* Direction 1 *
In the social media schedule for job seekers, what time is set aside for cold calls?
* Direction 2 *
Translate this sentence from the social media schedule for job seekers into Spanish: "As a follow up to this article I want to outline a day in the life of a job seeker who utilizes social media for their job search efforts."
* Direction 3 *
Rewrite the part of the social media schedule for job seekers starting at "deans-comment-ex" and ending at "your job search.", with "charity events" changed to "community events".

* Source extract *
++++
A Job Seeker’s Day In The World of Social Media

Chicago Sun-Times published this deansguide article 2-08-09

In my post “Job Seekers How Do You Organize Your Day?” I ask the reader to identify whether they were making 10 mistakes  in their job search. As a follow up to this article I want to outline a day in the life of a job seeker who utilizes social media for their job search efforts. No resumes are sent in the making of this day-just value.

Daily Structure for Job Seekers Utilizing Social Media

1. 8:00am Check email:

2. 8:30am Check Google Reader:  Job Seekers should have their feed reader filled with the following resources:

a.) Blogs authored by companies that are on your company target list
b.) Linkedin Q&A, where you can follow relevant information to your targeted niche
c.) Blogs authored by associations or networking blogs within your field of interest
d.) Twitter feeds from recruiters, career strategists, and your local job market news agencies

3. 9:30am Linkedin: Create a new message in the “What are you working on” tool on your home page. This tool provides exposure of your activities to your entire network:

deans-linkedin-twitter-box

4.  9:45am Linkedin: Ask or Answer a Question to demonstrate your expertise

5.  10:30am Blog:  Check your blog stats, answer any comments, monitor traffic for each blog article within the last week, check keyword and Referrers sections

6.  11:00am Write Article: Choose a subject from the research you performed in your Google Reader and email check.

7.  11:45am Lunch-Twitter: Broadcast your new article & mine for article resources

8.  12:45pm Social Media Networking: Deliver your value by leaving link(s) to your article(s) on your targeted company’s blog(s), mass media blogs, industry association sites, and influential blogs comment sections. Ex below Ryan Phillipenko left a link (in red) to his blog .

deans-comment-ex

9.  2:00pm Check Email-Twitter: Return all messages and reach out to one new contact

10. 2:30pm Research Networking: Look for offline networking meetings, events, meetups, tweetups, and charity events

11.  3:30pm Cold Calls: Call your network and offer your value. Offer to volunteer, provide free services, or offer any breaking news or resources that will help your networking partners

12.  4:00pm Twitter: Tweet your latest article, leave at least 5 new messages with valuable resource links, connect via conversation with at least 3 new people

13. 4:45pm Review Monster.com & Careerbuilder.com: stay connected to these sites

14. 5:15pm  Linkedin Answer Follow up: Look for follow up to questions that are niche specific to your job search.
++++
* Supplied information *
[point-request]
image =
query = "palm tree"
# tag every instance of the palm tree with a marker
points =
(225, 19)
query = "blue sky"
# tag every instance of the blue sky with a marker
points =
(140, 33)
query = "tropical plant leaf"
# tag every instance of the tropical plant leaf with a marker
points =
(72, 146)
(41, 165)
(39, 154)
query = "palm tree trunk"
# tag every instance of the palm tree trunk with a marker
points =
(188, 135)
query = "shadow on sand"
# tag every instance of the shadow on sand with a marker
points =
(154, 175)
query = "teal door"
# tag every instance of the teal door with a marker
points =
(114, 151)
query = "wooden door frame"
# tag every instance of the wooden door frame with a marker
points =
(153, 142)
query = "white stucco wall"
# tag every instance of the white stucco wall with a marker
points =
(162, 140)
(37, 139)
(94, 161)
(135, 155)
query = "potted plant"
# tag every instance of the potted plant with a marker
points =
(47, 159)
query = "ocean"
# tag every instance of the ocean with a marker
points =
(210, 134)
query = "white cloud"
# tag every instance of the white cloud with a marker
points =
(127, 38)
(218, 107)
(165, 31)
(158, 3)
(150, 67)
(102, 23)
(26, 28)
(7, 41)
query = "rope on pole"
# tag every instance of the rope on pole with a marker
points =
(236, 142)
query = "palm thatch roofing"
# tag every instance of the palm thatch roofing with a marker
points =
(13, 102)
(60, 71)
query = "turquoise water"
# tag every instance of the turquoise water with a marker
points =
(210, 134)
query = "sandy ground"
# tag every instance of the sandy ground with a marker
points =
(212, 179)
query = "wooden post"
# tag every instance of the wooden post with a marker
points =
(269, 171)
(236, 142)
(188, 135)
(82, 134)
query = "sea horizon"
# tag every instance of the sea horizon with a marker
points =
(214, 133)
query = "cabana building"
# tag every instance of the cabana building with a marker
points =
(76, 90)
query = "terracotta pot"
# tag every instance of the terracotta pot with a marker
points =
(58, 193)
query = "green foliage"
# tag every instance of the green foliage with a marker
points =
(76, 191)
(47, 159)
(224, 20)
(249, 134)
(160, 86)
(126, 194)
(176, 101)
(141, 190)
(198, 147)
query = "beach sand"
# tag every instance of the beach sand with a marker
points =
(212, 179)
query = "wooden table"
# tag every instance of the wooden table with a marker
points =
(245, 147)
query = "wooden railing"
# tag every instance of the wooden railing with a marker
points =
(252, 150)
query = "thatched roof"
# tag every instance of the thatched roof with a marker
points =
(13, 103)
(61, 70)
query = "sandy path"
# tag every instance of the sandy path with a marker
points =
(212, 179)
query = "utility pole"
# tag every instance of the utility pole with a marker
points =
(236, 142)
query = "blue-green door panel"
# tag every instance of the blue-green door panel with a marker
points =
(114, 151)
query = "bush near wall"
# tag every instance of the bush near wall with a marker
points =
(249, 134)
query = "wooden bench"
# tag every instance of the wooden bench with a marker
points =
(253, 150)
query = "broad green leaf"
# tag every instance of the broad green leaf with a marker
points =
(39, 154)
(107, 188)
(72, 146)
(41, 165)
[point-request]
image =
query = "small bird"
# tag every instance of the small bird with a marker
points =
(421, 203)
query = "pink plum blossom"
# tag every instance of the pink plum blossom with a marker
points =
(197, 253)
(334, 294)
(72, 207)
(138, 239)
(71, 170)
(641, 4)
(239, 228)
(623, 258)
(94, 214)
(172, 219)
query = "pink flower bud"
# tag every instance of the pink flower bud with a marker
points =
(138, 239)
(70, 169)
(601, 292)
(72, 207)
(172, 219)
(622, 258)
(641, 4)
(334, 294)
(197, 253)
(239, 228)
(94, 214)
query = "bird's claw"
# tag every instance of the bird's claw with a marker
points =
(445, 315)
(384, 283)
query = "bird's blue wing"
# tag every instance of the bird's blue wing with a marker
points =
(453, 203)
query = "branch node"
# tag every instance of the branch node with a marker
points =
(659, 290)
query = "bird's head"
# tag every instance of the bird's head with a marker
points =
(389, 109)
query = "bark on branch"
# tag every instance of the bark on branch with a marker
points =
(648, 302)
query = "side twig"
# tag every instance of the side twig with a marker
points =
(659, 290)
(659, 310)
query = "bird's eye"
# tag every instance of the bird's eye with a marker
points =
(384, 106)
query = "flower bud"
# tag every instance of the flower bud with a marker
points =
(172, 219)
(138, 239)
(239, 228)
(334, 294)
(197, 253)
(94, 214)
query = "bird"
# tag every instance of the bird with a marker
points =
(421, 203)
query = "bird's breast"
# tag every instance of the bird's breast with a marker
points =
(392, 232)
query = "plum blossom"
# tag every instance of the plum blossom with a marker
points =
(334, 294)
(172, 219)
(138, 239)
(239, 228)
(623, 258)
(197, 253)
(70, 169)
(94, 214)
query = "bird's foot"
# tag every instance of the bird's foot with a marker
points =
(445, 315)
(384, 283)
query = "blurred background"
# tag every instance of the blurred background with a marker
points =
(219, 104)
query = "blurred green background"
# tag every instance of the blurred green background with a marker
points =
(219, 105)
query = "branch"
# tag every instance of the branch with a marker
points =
++++
* Full solution 1 *
3:30pm

* Full solution 2 *
Como seguimiento a este artículo, quiero describir un día en la vida de una persona que busca empleo y que utiliza las redes sociales en sus esfuerzos de búsqueda de trabajo.

* Full solution 3 *
deans-comment-ex

9.  2:00pm Check Email-Twitter: Return all messages and reach out to one new contact

10. 2:30pm Research Networking: Look for offline networking meetings, events, meetups, tweetups, and community events

11.  3:30pm Cold Calls: Call your network and offer your value. Offer to volunteer, provide free services, or offer any breaking news or resources that will help your networking partners

12.  4:00pm Twitter: Tweet your latest article, leave at least 5 new messages with valuable resource links, connect via conversation with at least 3 new people

13. 4:45pm Review Monster.com & Careerbuilder.com: stay connected to these sites

14. 5:15pm  Linkedin Answer Follow up: Look for follow up to questions that are niche specific to your job search.